分析対象の文章>
####################

友人が和歌山市に転勤してきました。実に30年ぶりなので、久しぶりに(久しぶりのレベルを超えていますが)懇談の機会を持ちました。話は盛り上がり、懇談時間は4時間を超えるほどになりました。
30年ぶりに和歌山県に戻りましたが、あの頃に比べて飲食店の賑わいが無くなったように感じます。和歌山市の飲食店はもっと賑わっていたように思うので寂しさを感じます。この期間、東京への一極集中が進んでいますし、30年間の首都圏の発展は関西の想像を超えています。人の賑わい、まちの賑わい、エンターテイメントとプロスポーツ、美術館と博物館のレベルの高さは他を圧倒しています。さすが世界レベルの都市だと思います。
東京と比較することはしませんが、和歌山県は関西の中でも元気がないと思います。三都はもちろんのこと滋賀県も元気ですし、奈良県は総理が誕生したことにより発展の可能性が見え始めました。和歌山市に来てから少ない時間なので合っているかどうか分かりませんが和歌山県は光明が見えません。
一つは飲食店の賑わいが感じられないこと。夜の街の人通りが少ないこと。商店街に元気がないこと。経済界も活力が感じられないことなど残念に思います。
まだ調べていませんが、和歌山県の10年先のビジョンに希望があるのでしょうか。あるとすればどのような姿を描いているのでしょうか。新しい産業は創造できているのでしょうか。経済界から将来に期待できる話を聞くことはありません。参考になるのは和歌山県の総合計画ですが「これは凄い」と思える記述はありません。DXやGXや宇宙関連産業の記述はありますが、言うまでもなくDXやGXは雇用を増大させることはありませんし、投資は一過性のものです。宇宙関連産業が誘致できれば期待できますが、誘致の可能性はあるのだろうかと思います。北関東で宇宙関連産業がありますが、この研究施設や工場が移転するとは考えにくいと思います。研究者や宇宙関連の人材、教育機関や医療など、北関東より良い条件があれば可能性はゼロではないと思いますが、これらの条件整備ができなければ極めて可能性は少ないと感じます。これは首都圏で生活をしている一人としての感想なので、和歌山県が「そうではない」と言うのならそれまでですが、首都圏から和歌山県は遠いと思います。遠いと言うのは心理的距離、産業の適地性の感覚の距離、移動距離などです。
一方、大阪から見ても和歌山県は遠いと感じています。先日、大阪市内の事業者と一緒に高野山に行きましたが、高野山に来た経験のある人はゼロでした。大阪にいながら高野山に行ったことがない人が多いのは「遠いと感じている」ことや「高野山の魅力を情報として受け取っていない」ことが原因です。世界に冠たる宗教都市ですが大阪人でさえ、来たことがない人が多いのです。

####################

参考資料>
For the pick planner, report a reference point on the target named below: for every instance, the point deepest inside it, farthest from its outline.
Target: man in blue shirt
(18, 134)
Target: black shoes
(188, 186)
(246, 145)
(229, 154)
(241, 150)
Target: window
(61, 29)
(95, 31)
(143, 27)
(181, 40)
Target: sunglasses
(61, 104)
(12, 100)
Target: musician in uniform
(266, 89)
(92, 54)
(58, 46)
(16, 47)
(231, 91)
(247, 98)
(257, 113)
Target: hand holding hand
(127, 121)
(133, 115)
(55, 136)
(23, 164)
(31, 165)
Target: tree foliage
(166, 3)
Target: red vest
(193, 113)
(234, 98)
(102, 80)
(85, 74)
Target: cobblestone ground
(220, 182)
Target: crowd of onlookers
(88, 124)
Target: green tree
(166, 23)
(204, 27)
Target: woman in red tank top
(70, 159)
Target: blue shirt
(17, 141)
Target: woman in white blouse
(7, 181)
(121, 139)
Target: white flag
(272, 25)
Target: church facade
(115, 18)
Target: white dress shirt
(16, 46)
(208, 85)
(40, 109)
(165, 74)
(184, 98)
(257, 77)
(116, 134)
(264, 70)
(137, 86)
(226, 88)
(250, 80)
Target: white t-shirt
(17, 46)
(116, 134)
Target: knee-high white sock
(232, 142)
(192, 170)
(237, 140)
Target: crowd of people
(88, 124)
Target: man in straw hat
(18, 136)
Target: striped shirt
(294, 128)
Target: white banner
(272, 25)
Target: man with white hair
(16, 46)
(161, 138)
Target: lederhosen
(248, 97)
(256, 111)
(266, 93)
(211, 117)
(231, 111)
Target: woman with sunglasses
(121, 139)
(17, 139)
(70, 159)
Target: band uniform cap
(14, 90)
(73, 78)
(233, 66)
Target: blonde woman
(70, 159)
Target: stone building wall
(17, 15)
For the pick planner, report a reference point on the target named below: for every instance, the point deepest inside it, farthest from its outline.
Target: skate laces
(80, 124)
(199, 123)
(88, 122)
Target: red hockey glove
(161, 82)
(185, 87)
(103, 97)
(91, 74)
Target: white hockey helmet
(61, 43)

####################

取り組む課題>
1. 和歌山県の現状を論じた文章について、次の問いに答えよ。
(a) 友人との懇談時間はどの程度に達したか。
(b) 和歌山県の総合計画に記述があるとされる分野を三つ挙げよ。
(c) 大阪市内の事業者と高野山に行った際、高野山に来た経験のある人は何人だったか。
2. 和歌山県の現状を論じた文章のうち、「一つは飲食店の賑わいが感じら」から「たことがない人が多いのです。」までのすべてを、「商店街」を「繁華街」に差し替えて示せ。
3. 和歌山県の現状を論じた文章を、最後の文の後から書き継げ。

解答一覧>
1.
(a) 4時間を超えるほど
(b) DX、GX、宇宙関連産業
(c) ゼロ

2.
一つは飲食店の賑わいが感じられないこと。夜の街の人通りが少ないこと。繁華街に元気がないこと。経済界も活力が感じられないことなど残念に思います。
まだ調べていませんが、和歌山県の10年先のビジョンに希望があるのでしょうか。あるとすればどのような姿を描いているのでしょうか。新しい産業は創造できているのでしょうか。経済界から将来に期待できる話を聞くことはありません。参考になるのは和歌山県の総合計画ですが「これは凄い」と思える記述はありません。DXやGXや宇宙関連産業の記述はありますが、言うまでもなくDXやGXは雇用を増大させることはありませんし、投資は一過性のものです。宇宙関連産業が誘致できれば期待できますが、誘致の可能性はあるのだろうかと思います。北関東で宇宙関連産業がありますが、この研究施設や工場が移転するとは考えにくいと思います。研究者や宇宙関連の人材、教育機関や医療など、北関東より良い条件があれば可能性はゼロではないと思いますが、これらの条件整備ができなければ極めて可能性は少ないと感じます。これは首都圏で生活をしている一人としての感想なので、和歌山県が「そうではない」と言うのならそれまでですが、首都圏から和歌山県は遠いと思います。遠いと言うのは心理的距離、産業の適地性の感覚の距離、移動距離などです。
一方、大阪から見ても和歌山県は遠いと感じています。先日、大阪市内の事業者と一緒に高野山に行きましたが、高野山に来た経験のある人はゼロでした。大阪にいながら高野山に行ったことがない人が多いのは「遠いと感じている」ことや「高野山の魅力を情報として受け取っていない」ことが原因です。世界に冠たる宗教都市ですが大阪人でさえ、来たことがない人が多いのです。

3.
ビジネスの観点から言うと、和歌山県の市場が小さいこと、やがて70万人台まで人口減少が進む予測があることから、企業が和歌山県に大型の投資をすることはないと思います。本社で議題に取り上げたいと思いますが、「和歌山県に投資することについて」を議題にすれば、現在と予測できる市場規模と人口数から考えると、「新規に投資をする」結論には至らないと思います。つまり企業が投資する対象地域になっていないということです。
むしろ首都圏、もっと言えば市場がある東京への人材投入と営業力強化にシフトしていきますし先行投資も東京に集中することになります。関西では大阪、京都、そして神戸になり和歌山県は議題にのぼらないと思います。
和歌山県への投資をすると判断する材料は現時点ではないので、例えば和歌山県総合計画で投資が必要と判断できる材料が記されていることや、全国でたった3か所だけ認められる投資対象として希少価値のある統合型リゾートに選定されることが必須条件です。
これらの施策を打ち出さない限り、上場企業の和歌山県への投資はないと思います。
残念ながら企業の投資が生まれない県が発展することは難しいと思いますから、和歌山県には期待できる施策を打ち出してもらう以外にありません。
未だに「大阪にIRができるので和歌山県に出来る可能性はない」と言う人がいますが、一つには近接性は認可に関係ないという観光庁の方針を理解していませんし、二つとして和歌山県在住の人が言っていることは和歌山県の可能性を摘み取っていることを理解していないことになります。可能性を可能性として考えていない限り、可能性はゼロに近づいていきます。
和歌山県の可能性を求めるのであれば大型の民間投資を生み出す以外にありません。それを否定するのであれば代替案が必要ですが、現状では誰も代替案を答えられないのです。
だったら実現可能性のある大型投資の道を切り拓く判断をすべきだと考えます。